**練習任務**
• a. 在這篇寫給母親、回憶浙江革命尋訪的文章裡,卓蘭芳在共產黨內被稱作什麼?
• b. 請接著這篇寫給母親、回憶浙江革命尋訪的文章往下寫。

---------- 頁面節選

第三封大寫的家國之書是紅色的,那是席捲了整個二十世紀的激烈革命,有著鮮血般的顏色,由一批對共產主義思想抱有堅定信仰的理想主義者在大地上寫就。而在他們用鮮血澆灌的地方,今天,終於開出了理想之花。
一:十八年前的革命行
母親,還記得十八年前我的那次在浙江大地上的壯行嗎?因為撰寫電視紀錄片浙江共產黨史的解說詞,1991至1993年之間,我曾以「革命」為主題,走過了浙江的五十多個縣市地區。那時候,您作為民政局的工作人員,也正在整理烈士資料。記得那次出發前,我還在您的聯繫下,參觀了浙江革命烈士紀念館。在浙江諸多犧牲的共產黨重要領袖人物中,我瞻仰了一位名叫卓蘭芳的地下黨省委書記的照片,這位被共產黨內稱之為「暴動專家」的早期中共黨員,竟然是我外婆的娘家人——奉化松岙人,而我的外婆,恰恰就姓卓。
我的大學畢業論文,寫的就是上世紀二、三十年代浙江土地革命時期的浙江中共地下黨領導下的農民暴動,那時候我就接觸過卓蘭芳的有關史料,還因此接觸到了另一個重要的革命家族——沙氏家族。土地革命時期,卓蘭芳和沙氏兄弟有著極其密切的革命行動。正是出於這樣一份特殊的情感關係,我對這位擔任過浙江省地下黨省委書記的卓蘭芳多了一份更深瞭解的慾望。母親,正是在那次的壯行之中,我第一次去了您的外婆家,奉化松岙。也正是在那一次,我尋訪了卓蘭芳的戰友沙氏兄弟故里,我去了奉化的鄰縣鄞州塘溪沙村。沙村給我留下了極其強烈的印象,在那裡,我第一次瞭解到了沙氏兄弟的革命往事,並深切認識到了沙氏兄弟在中國革命史上的特殊意義。回杭後,我寫就了我平生的第一部報告文學《革命行》。
而今天,我要發給您的第三封信,正是在重訪尋訪沙氏家族的過程中完成的。為此,我又翻箱倒櫃,找出了多年前發表在《江南》雜誌上的這篇文章。我被我十八年前的尋覓再次感動了:公元第一千九百九十一年秋,中國南方杭州少雨多晴天高雲淡,人民安居樂業。是時,娃哈哈食品公司尚未兼併杭州罐頭廠;日趨破敗然又不失繁華的狹長的老青年街更沒有被拍賣的跡象;離杭城四十里處的農民做夢也不曾想到他們的祖輩稱之為鄉與村的熱土將搖身一變為宏福山莊,中國人民尚未像一年後的今天超常規跳躍式啟動時,頗有南宋遺風的杭州人依賴天時地利,在「桂子月中落」和「天香雲外飄」的西子湖畔流連忘返,悠哉徜徉,其中有我。雖然蘇維埃聯邦一眨眼不見了曾使我大吃一驚,但遙遠的西伯利亞寒風畢竟吹不涼西子湖畔的暖意。世界各地都有槍聲和血,1991年的中國南方沒有,杭州人民很幸福。

--------------------
---------- 所附條目

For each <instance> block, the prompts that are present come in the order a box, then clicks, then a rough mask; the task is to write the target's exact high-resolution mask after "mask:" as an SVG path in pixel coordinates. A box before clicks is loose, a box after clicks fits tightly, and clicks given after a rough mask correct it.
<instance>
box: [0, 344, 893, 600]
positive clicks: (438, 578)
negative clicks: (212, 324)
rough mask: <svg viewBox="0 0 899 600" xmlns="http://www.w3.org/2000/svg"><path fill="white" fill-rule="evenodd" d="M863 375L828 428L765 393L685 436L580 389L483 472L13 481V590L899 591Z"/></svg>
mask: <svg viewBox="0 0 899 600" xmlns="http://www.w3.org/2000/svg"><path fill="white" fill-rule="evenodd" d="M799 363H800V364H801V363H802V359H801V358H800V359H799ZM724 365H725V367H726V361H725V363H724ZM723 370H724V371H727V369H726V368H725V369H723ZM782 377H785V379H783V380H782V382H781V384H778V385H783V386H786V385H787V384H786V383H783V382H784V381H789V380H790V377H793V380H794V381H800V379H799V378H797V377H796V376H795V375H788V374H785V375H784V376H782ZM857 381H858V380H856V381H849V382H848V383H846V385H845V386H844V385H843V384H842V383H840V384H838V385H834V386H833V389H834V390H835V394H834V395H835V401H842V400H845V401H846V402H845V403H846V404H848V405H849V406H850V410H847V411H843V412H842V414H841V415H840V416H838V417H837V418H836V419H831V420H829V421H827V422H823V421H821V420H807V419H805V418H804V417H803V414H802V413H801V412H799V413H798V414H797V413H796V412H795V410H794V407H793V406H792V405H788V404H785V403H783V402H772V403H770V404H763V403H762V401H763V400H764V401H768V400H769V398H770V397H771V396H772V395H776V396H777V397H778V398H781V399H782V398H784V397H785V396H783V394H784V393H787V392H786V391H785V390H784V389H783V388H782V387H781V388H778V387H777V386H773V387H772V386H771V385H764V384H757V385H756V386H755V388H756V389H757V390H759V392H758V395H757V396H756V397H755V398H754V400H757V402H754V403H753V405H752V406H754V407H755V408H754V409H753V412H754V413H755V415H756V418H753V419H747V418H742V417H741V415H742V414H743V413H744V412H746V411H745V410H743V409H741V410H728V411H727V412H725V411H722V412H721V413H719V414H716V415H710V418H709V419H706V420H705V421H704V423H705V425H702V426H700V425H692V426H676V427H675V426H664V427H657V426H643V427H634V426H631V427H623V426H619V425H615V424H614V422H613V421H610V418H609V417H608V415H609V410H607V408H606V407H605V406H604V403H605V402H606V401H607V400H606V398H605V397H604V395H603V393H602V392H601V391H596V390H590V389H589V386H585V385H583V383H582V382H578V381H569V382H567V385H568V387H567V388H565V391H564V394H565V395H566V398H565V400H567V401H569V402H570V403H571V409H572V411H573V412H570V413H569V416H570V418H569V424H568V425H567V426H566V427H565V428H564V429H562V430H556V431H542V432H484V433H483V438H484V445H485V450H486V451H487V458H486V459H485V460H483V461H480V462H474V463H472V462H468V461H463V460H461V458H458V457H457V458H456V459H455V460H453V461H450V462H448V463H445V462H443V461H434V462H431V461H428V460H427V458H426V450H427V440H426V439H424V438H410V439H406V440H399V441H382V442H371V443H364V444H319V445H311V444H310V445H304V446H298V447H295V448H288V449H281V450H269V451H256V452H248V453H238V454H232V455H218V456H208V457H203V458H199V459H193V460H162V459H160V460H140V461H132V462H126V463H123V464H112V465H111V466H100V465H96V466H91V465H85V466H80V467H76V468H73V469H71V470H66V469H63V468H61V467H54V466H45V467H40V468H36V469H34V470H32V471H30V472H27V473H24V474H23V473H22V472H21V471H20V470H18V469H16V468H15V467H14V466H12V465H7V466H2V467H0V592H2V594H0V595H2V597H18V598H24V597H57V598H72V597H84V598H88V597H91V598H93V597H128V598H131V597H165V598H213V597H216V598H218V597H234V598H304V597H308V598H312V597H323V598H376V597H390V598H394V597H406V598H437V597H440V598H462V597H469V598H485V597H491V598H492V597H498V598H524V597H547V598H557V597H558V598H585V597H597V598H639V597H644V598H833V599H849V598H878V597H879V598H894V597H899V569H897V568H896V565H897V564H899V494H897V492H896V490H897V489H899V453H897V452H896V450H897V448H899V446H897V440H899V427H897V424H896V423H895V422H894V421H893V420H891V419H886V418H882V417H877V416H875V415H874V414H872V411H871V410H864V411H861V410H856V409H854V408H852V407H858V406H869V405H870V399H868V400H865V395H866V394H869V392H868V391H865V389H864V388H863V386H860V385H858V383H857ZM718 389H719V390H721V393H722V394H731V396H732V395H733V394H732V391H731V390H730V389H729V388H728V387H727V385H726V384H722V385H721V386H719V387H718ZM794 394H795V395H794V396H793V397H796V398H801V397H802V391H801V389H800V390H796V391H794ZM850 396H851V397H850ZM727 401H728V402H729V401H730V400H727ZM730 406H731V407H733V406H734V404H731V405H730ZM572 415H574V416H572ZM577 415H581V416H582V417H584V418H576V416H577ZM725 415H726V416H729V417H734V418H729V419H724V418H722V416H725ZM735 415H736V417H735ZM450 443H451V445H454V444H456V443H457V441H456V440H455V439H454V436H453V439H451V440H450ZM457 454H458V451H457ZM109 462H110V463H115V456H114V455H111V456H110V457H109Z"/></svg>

--------------------

**作答內容**
• a. 「暴動專家」。

• b.
那個上午我剛剛寫完「無味之味至味也」,一個不經意的電話取走了我手中溫香的茶杯。大學同學F參與了浙江黨史(1919-1949年)電視專題片的拍攝,想讓我為其撰稿。「可以啊」,我想,哈!浙江省能有什麼了不起的革命!純粹一個「暖風熏得遊人醉,直把杭州作汴州」的溫柔富貴鄉罷了。
孰料革命撲面而來,竟以不可抗拒的力量挾我而走。本世紀初一代中國普羅米修士,經世紀末人們輕輕一喚,便從歲月的厚幔中呼之而出。浙江!浙江!思想者的搖籃,盜火者的故鄉,叛逆者的天堂,中國共產主義運動史上開革命先聲的地方。中國第一個全文翻譯《共產黨宣言》者為浙江義烏陳望道;中國最早的社會主義青年團員二分之一出自浙江第一師範學校;中國第一個共產主義小組共十九人,浙人佔七;中國最早由共產黨領導的農民運動,發生在錢塘江南岸——蕭山衙前;中國第一個為宣傳馬克思主義而獻身的人,為浙江東陽邵飄萍;而第一個在1927年4﹒12政變中犧牲的中國共產黨人則為上海總工會委員長、浙江諸暨人汪壽華。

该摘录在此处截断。